WHAT IS EXPECTED
Write down each entry again, exactly as it reads.

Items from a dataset

## START

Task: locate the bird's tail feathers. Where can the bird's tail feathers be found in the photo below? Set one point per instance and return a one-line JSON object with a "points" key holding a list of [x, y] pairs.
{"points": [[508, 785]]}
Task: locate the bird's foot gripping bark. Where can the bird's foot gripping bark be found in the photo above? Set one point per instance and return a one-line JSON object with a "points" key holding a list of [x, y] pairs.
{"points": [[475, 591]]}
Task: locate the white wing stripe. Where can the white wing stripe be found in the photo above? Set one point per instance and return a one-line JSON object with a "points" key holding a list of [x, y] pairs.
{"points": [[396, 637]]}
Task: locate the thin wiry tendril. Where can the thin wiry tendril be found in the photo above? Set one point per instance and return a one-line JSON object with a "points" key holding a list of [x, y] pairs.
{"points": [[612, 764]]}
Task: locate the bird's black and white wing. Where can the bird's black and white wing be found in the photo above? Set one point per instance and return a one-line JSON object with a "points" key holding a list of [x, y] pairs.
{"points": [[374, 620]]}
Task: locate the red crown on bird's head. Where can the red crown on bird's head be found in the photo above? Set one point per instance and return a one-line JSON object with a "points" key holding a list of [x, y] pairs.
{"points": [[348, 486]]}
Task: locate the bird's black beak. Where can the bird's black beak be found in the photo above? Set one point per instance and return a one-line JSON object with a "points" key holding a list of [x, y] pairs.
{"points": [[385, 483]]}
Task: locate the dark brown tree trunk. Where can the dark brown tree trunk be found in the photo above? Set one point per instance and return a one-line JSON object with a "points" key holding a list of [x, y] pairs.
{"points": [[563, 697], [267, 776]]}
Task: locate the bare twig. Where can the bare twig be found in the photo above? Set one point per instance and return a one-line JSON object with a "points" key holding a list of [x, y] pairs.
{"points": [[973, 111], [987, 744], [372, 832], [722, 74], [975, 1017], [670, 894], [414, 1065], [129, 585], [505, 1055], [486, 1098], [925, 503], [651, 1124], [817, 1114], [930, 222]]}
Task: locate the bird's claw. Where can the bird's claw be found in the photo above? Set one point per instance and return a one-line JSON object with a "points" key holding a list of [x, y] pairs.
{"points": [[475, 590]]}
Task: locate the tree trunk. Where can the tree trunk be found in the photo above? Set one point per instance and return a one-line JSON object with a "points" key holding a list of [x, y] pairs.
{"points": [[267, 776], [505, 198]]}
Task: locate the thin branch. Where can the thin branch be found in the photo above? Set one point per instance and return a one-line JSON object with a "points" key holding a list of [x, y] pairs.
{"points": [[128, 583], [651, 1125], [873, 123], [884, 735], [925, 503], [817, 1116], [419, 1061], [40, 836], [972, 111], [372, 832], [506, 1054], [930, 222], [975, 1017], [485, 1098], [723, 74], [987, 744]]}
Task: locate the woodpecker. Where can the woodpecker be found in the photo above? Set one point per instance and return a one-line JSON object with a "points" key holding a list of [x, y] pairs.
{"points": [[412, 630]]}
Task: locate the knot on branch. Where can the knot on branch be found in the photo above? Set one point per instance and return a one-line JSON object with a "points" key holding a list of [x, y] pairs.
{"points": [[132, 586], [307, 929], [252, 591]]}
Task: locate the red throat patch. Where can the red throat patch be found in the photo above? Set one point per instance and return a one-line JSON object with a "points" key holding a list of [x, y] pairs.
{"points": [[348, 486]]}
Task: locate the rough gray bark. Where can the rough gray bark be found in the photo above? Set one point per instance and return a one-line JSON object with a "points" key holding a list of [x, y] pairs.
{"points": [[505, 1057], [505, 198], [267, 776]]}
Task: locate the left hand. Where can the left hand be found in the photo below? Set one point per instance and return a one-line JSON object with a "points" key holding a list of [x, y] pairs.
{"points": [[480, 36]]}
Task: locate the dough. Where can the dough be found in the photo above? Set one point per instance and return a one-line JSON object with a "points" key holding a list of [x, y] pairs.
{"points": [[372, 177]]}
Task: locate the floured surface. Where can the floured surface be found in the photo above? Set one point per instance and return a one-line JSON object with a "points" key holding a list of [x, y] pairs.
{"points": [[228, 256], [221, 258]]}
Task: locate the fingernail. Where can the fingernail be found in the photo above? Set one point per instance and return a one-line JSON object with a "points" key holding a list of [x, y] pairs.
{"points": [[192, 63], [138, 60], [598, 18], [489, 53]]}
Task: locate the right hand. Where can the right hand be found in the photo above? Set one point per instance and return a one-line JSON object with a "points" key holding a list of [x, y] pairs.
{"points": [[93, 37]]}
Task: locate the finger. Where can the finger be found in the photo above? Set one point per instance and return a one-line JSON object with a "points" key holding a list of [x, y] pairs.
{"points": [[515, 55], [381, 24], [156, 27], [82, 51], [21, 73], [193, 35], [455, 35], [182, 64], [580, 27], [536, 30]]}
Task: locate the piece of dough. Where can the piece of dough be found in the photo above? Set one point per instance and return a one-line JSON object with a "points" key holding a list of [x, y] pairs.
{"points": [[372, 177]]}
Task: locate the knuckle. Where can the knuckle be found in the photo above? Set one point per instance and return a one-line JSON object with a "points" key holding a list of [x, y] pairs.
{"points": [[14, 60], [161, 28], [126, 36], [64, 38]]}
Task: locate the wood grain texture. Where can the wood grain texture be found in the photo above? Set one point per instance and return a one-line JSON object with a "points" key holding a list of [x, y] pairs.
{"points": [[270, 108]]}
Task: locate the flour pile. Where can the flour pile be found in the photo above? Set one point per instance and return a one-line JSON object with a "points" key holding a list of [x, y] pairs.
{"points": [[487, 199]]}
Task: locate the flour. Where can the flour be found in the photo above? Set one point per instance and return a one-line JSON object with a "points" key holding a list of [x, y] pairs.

## END

SOLUTION
Task: locate the bird's tail feathers. Where can the bird's tail feathers be found in the photo below? Set one point per instance and return a one-line JSON object with a "points" key holding a list of [x, y] pairs.
{"points": [[508, 785]]}
Task: locate the bird's foot gripping bark. Where can the bird's foot gripping bark be found in the photo above? Set one point per instance and return a one-line JSON object with a "points" key holding a list of [x, y] pairs.
{"points": [[475, 591]]}
Task: locate the white wing stripe. Where can the white wing stripe be found in the photo above? Set one point per instance and return a one-line JSON object with a "points" key holding a list of [x, y] pairs.
{"points": [[396, 637]]}
Task: locate the thin wiry tendril. Where can the thin wiry tendril be found in the photo above? Set one point per instance and return a one-line JSON object with a "points" key holding a list of [x, y] pairs.
{"points": [[612, 764]]}
Task: locate the bird's black and white wing. Where can the bird's black and white wing be found in the photo above? Set one point per instance and return a one-line JSON object with a "points" key holding a list of [x, y] pairs.
{"points": [[374, 620]]}
Task: locate the red crown on bird's head. Where can the red crown on bird's head be found in the photo above? Set one point per instance and return a one-line JSON object with a "points" key holding a list of [x, y] pairs.
{"points": [[348, 486]]}
Task: locate the bird's black beak. Where can the bird's black beak be found in the photo above? Set one point per instance and return a one-line JSON object with a "points" key holding a list of [x, y] pairs.
{"points": [[385, 483]]}
Task: locate the dark brown tree trunk. Where can the dark brown tree trunk be found in the photo above? Set one point per instance and return a one-line JSON object with a "points" key holding a list of [x, y] pairs.
{"points": [[563, 697], [267, 776]]}
Task: locate the bare twig. Where can the bare twig be found in the photo above? Set one point per instance and return a one-line JSON object with a "points" key holding a list of [x, y] pairs.
{"points": [[973, 111], [987, 744], [372, 832], [722, 74], [975, 1017], [670, 894], [414, 1065], [129, 585], [505, 1055], [486, 1098], [925, 503], [651, 1124], [817, 1114], [930, 222]]}
Task: locate the bird's claw. Where can the bird's claw be found in the photo above? Set one point per instance and return a one-line JSON object with a "points" key holding a list of [x, y] pairs.
{"points": [[475, 590]]}
Task: locate the tree trunk. Where can the tree trunk be found in the photo above? Set one point per instance and return a one-line JSON object with a "points" key holding a list of [x, y] pairs.
{"points": [[267, 776], [505, 198]]}
Task: locate the thin branch. Where can the thin branch be found in the photo above? Set one point per instance and return a one-line JSON object with a "points" key holding a list of [x, y] pairs.
{"points": [[128, 583], [651, 1125], [873, 123], [884, 735], [925, 503], [817, 1116], [419, 1061], [40, 836], [972, 111], [372, 832], [506, 1054], [930, 222], [975, 1017], [485, 1098], [723, 74], [987, 744]]}
Task: locate the woodpecker. Where can the woodpecker be found in the photo above? Set one point per instance and return a one-line JSON object with a "points" key holding a list of [x, y] pairs.
{"points": [[412, 630]]}
Task: locate the knot on branch. Where can the knot on branch be found in the photo above? Set one point per instance and return a one-line JSON object with a "points" key holding a list of [x, y] pairs.
{"points": [[132, 586], [307, 929], [252, 591]]}
Task: locate the red throat patch. Where can the red throat patch be found in the photo above? Set one point per instance and return a one-line JSON object with a "points" key holding a list of [x, y] pairs.
{"points": [[348, 486]]}
Task: locate the rough gray bark. Where can the rough gray bark be found in the photo above? Set one point per instance and return a one-line JSON object with a "points" key holding a list of [x, y] pairs.
{"points": [[505, 1057], [505, 198], [267, 776]]}
Task: locate the left hand. Where can the left hand be found in the photo below? Set one point per instance and return a one-line JSON object with a "points" key holding a list of [x, y] pairs.
{"points": [[480, 36]]}
Task: locate the dough. Where can the dough be found in the photo above? Set one point per instance and return a one-line JSON object with a "points" key holding a list of [x, y] pairs.
{"points": [[372, 177]]}
Task: locate the floured surface. Where can the floured surface be found in the photo above? Set one point per instance and return a one-line JSON object with a "points" key holding a list of [x, y] pairs.
{"points": [[228, 256], [221, 258]]}
Task: locate the fingernail. Where can the fingernail be found in the photo above? Set one point per instance and return a one-line JSON object with a "points" key holding a list of [x, y] pairs.
{"points": [[192, 63], [138, 60], [598, 18], [489, 53]]}
Task: locate the right hand. Where can the right hand be found in the photo above? Set one point per instance and return a one-line JSON object with a "points" key holding a list of [x, y] pairs.
{"points": [[93, 37]]}
Task: locate the finger. Where can the finger be found in the photo above? Set one point per instance and return a one-line JSON object with a "points" key holding a list of [x, y] pairs.
{"points": [[515, 55], [381, 24], [156, 27], [82, 51], [21, 73], [193, 35], [455, 35], [182, 64], [580, 27], [536, 30]]}
Task: locate the piece of dough. Where can the piece of dough be found in the photo above? Set one point per instance and return a one-line JSON object with a "points" key holding a list of [x, y] pairs.
{"points": [[372, 177]]}
Task: locate the knuckle. Where can the knuckle be found in the photo above? Set one point per instance and return a one-line JSON object with a "points" key holding a list of [x, y] pairs.
{"points": [[14, 60], [161, 28], [126, 36], [64, 38]]}
Task: locate the wood grain texture. Where can the wood grain texture be found in the photo above? Set one point per instance and return a one-line JSON object with a "points" key holding a list of [x, y] pairs.
{"points": [[270, 108]]}
Task: locate the flour pile. Where can the flour pile be found in the photo above? Set one point per instance and return a one-line JSON object with a "points" key holding a list of [x, y] pairs.
{"points": [[487, 199]]}
Task: locate the flour. Where can the flour be found in the photo above? Set one point per instance and return a one-line JSON object with a "points" key holding a list of [x, y] pairs.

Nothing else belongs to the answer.